What is being asked: Locate each line in the items below that contains the string "Target", and copy every such line. Treat uppercase and lowercase letters as distinct.

:: Listed entries ::

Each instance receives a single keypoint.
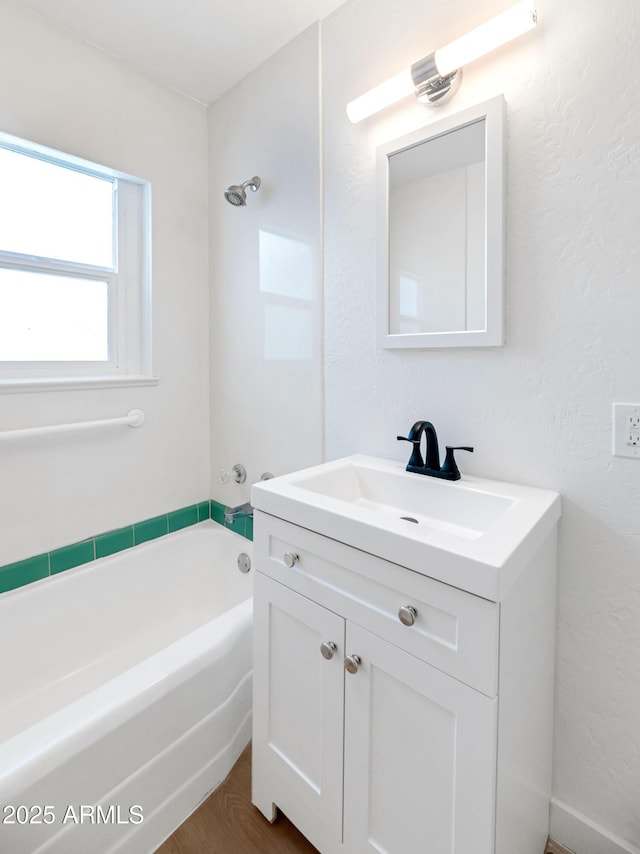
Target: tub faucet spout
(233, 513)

:::
:: Listed entries ::

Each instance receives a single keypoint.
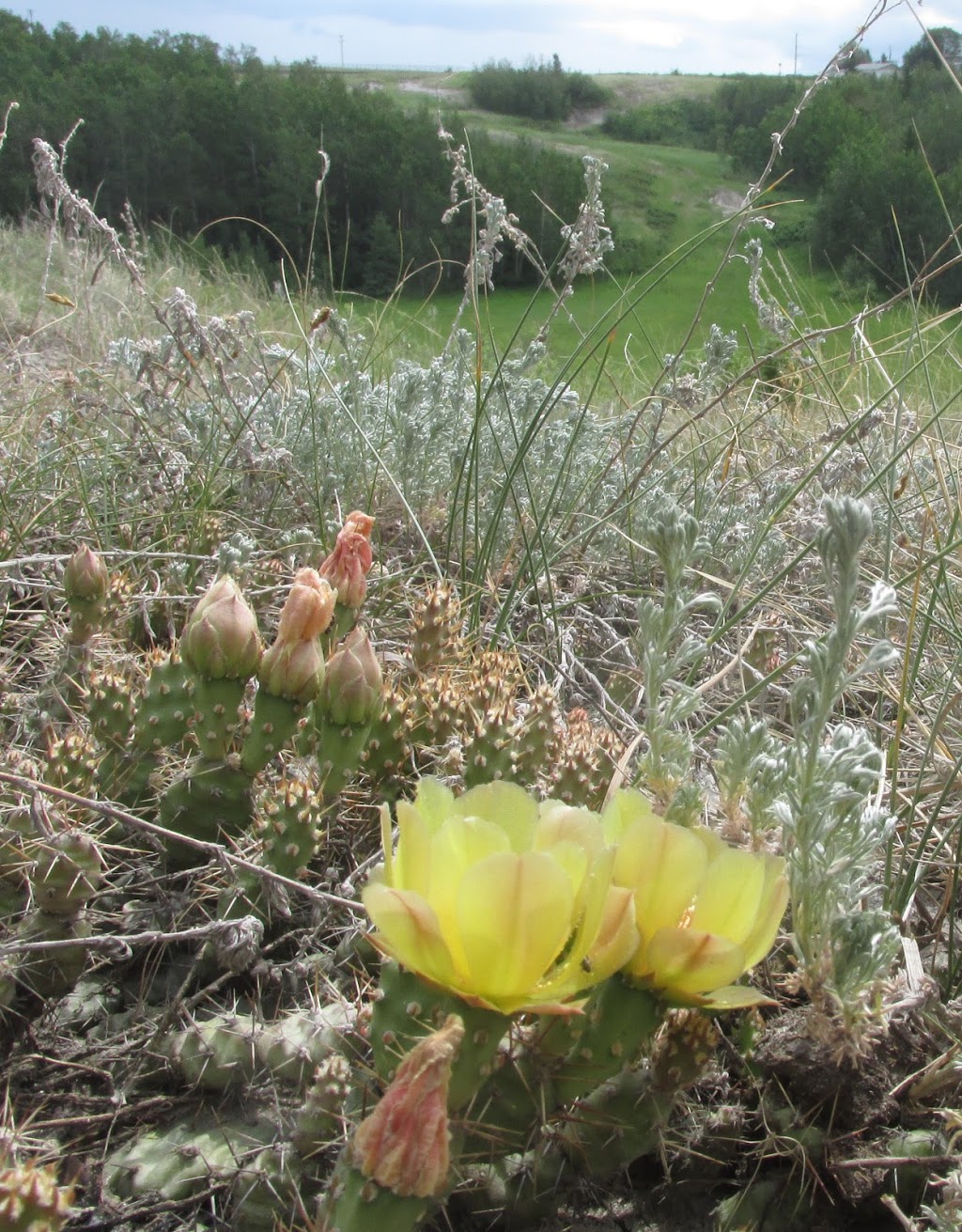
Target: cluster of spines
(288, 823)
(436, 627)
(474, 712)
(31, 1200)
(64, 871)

:::

Solution for this task:
Target: tub faucet spout
Target: cluster of spines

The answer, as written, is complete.